| Your tasks |
1. Transcribe everything in the FDCPA passage from "The Federal Fair" down to "generated every month.".
2. According to the FDCPA passage, in what year was the exemption that kept attorneys outside the act's scope removed?
3. Write the next part of the passage on the Fair Debt Collection Practices Act, starting after its final sentence.

| Source passage |
((

The Federal Fair Debt Collection Practices Act (FDCPA) was passed by Congress in 1977 as a means of eliminating abusive debt collection practices by third-party debt collectors and to assure that collectors who refrain from unfair tactics are not competitively disadvantaged.1 The FDCPA is sweeping consumer-protection legislation. Since it is a federal statute, most cases are brought in federal courts. Thousands of cases exist based on FDCPA causes of action and more are generated every month.

The FDCPA is important to attorneys whose clients are debt collectors or who regularly collect on the debts of others. In some cases, credit grantors may also be liable under the FDCPA. An exemption in the FDCPA, which kept attorneys outside of its scope, was removed in 1986. Following that amendment, the U.S. Supreme Court in Jenkins v. Heintz affirmed a 7th Circuit decision holding that the FDCPA applies to attorneys who regularly engage in consumer debt collection activity, even when that activity consists of litigation.2 What percentage of a law practice constitutes "regularly engaging in consumer debt collection activity" is not completely clear. At least one case found that an attorney was a debt collector when only a miniscule portion of the firm's practice was devoted to collection.3 Other courts have found that devoting one-third to one-half or more of an attorney's practice to debt collection meets the threshold for an FDCPA claim against the attorney.4 In some cases, the percentage can be even less.

))

| Information supplied |
((

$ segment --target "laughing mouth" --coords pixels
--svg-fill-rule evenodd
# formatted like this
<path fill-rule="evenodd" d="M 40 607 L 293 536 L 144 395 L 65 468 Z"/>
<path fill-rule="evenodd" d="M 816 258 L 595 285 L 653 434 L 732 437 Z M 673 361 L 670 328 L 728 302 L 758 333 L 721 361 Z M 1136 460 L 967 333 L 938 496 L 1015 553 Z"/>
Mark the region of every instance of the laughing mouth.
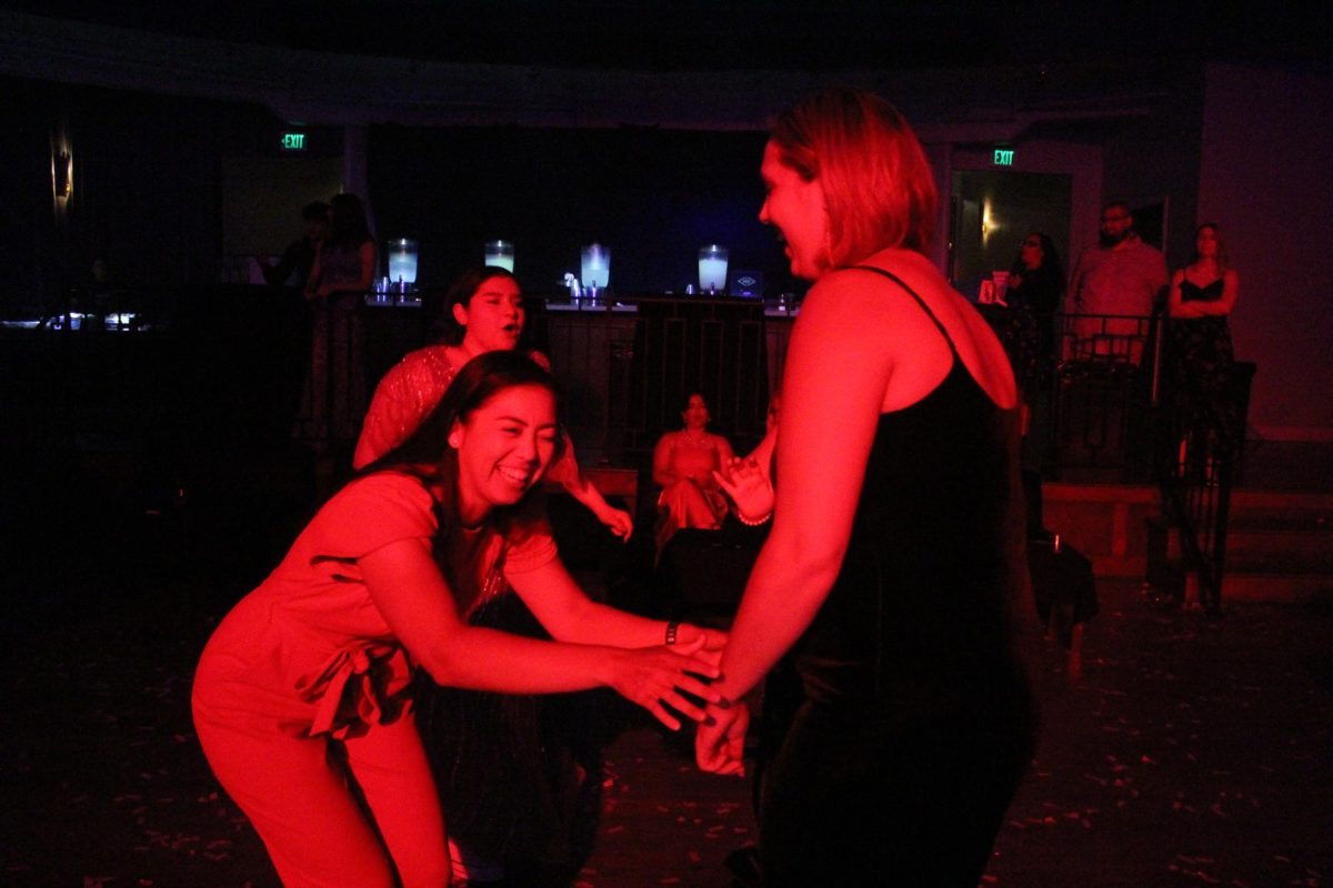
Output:
<path fill-rule="evenodd" d="M 532 471 L 529 469 L 515 469 L 513 466 L 496 466 L 496 474 L 519 487 L 527 487 L 532 483 Z"/>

))

| Final answers |
1.
The Federal Fair Debt Collection Practices Act (FDCPA) was passed by Congress in 1977 as a means of eliminating abusive debt collection practices by third-party debt collectors and to assure that collectors who refrain from unfair tactics are not competitively disadvantaged.1 The FDCPA is sweeping consumer-protection legislation. Since it is a federal statute, most cases are brought in federal courts. Thousands of cases exist based on FDCPA causes of action and more are generated every month.

2. 1986

3.
It must be made clear that the FDCPA applies only to third-party collection activities. The collection of one's own debts or attempts by an in-house attorney to collect debts for a creditor are exempt from FDCPA coverage in most cases. The statute excludes creditors unless they use a name other than their own, which would indicate that a third party is collecting the debts.5 This is because the FDCPA is aimed at abusive practices of third-party collectors, not similar practices by direct creditors. Consequently, an attorney who spends a large percentage of time trying to collect fees owed to her own law firm is a creditor and not a collector for purposes of the FDCPA. You should be aware that more than 20 states have laws more stringent than the FDCPA on this issue and bring creditors within the scope of the state's fair debt collection laws.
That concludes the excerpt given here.